# Selected passage
○ ○ ○ ○ ○

[nycphp-talk] Optimal Object, property, variable passing strategybetween classes
Hans Zaunere
lists at zaunere.com
Wed Jul 20 06:42:46 EDT 2005
On Tuesday, July 19, 2005 10:28 AM, talk-bounces at lists.nyphp.org wrote:
> Hans Zaunere wrote:
> >
> > Exactly. PHP uses copy-on-write, so even if the ampersand is not
> > used when passing variables, the variable's data isn't copied
> > unless it's changed in the local scope.
>
> Is there documentation about this somewhere? I'm wondering how this
> works...
That's a good question about the documentation. There was some, but I'm honestly not sure how current it is, given PHP 5.
http://www.bozemanlug.org/talks/phppresentation.html
And that's not really what I was looking for, but google couldn't come up with the older document when given "andi php references"

○ ○ ○ ○ ○

# Supplied material
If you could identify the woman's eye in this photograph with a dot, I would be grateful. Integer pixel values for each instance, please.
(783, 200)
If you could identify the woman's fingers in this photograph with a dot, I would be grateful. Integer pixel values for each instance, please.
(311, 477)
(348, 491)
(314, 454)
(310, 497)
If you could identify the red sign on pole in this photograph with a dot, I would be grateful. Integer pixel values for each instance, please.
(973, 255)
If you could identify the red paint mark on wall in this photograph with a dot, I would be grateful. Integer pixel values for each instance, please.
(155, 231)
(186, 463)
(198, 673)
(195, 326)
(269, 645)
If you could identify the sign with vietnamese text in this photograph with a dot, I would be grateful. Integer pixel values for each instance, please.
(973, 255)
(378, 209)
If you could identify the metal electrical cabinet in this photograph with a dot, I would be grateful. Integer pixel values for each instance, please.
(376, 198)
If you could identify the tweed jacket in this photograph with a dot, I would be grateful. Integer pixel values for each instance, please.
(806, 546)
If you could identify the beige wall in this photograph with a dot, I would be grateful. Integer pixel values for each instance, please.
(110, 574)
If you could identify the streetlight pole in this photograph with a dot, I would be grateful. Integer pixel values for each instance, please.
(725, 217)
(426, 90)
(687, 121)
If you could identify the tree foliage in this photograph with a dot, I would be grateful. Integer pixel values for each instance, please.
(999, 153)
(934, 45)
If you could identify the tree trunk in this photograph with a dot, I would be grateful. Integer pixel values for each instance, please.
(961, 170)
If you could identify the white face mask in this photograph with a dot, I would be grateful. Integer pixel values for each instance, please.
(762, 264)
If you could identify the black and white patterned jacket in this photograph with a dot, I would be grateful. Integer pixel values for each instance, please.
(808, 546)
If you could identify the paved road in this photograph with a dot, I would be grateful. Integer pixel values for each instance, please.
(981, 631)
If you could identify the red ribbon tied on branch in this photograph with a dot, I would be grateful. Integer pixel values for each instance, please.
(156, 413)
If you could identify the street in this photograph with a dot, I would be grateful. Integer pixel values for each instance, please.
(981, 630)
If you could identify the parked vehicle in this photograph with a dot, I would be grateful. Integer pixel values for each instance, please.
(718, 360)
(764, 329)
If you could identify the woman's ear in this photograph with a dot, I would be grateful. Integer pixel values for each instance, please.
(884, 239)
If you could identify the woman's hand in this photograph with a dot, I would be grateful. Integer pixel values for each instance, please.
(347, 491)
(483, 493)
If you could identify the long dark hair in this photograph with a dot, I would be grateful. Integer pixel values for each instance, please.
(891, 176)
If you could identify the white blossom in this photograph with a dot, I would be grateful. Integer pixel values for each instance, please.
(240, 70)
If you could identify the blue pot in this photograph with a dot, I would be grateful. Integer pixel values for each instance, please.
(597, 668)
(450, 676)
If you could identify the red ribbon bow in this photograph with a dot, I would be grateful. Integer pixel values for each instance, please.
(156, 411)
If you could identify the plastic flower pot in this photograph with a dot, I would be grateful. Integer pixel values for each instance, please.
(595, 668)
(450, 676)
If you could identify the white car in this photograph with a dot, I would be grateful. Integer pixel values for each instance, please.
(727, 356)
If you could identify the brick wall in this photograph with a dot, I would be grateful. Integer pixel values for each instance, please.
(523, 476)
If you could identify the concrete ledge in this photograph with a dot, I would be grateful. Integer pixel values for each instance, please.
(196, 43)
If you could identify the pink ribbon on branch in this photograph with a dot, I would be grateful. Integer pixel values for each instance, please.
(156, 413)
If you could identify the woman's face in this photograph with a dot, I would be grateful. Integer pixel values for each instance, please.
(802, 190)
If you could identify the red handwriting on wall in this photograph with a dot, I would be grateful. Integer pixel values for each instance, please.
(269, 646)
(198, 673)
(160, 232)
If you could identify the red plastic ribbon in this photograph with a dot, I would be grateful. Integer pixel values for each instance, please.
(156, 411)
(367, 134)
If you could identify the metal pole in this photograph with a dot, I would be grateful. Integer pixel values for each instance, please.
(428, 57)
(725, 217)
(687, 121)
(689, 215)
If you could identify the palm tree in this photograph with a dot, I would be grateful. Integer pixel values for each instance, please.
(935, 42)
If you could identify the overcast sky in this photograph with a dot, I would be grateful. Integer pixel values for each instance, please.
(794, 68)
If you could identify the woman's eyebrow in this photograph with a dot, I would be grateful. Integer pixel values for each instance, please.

○ ○ ○ ○ ○

# Written task
Continue the mailing-list post on PHP copy-on-write from its last sentence. The records play no part in the task.

# Exercise output
But this is new:
http://www.zend.com/php5/andi-book-excerpt.php
> Given following code:
>
> function f($a)
> {
> $a[2] = "z";
> }
>
> $a = array("x","y","z");
> f($a);
>
> Will the PHP make a copy of value "z", the whole array $a, or does
> it notice that $a[2] already has the value "z". Or will it create a
> new array $a inside function f() and just uses copy-on-write to the
> values?
My understanding is that the entire array will be copied, thus locally scopped, into the function. When the function returns, the array is removed. If a "reference" was used, by indicating so with an ampersand, then the original array, outside of the function's scope, would be modified.
The best thing is to test it - make an array with 10mb of junk, then pass it in while watching the size of the PHP process. If it more than doubles, then it's been copied :)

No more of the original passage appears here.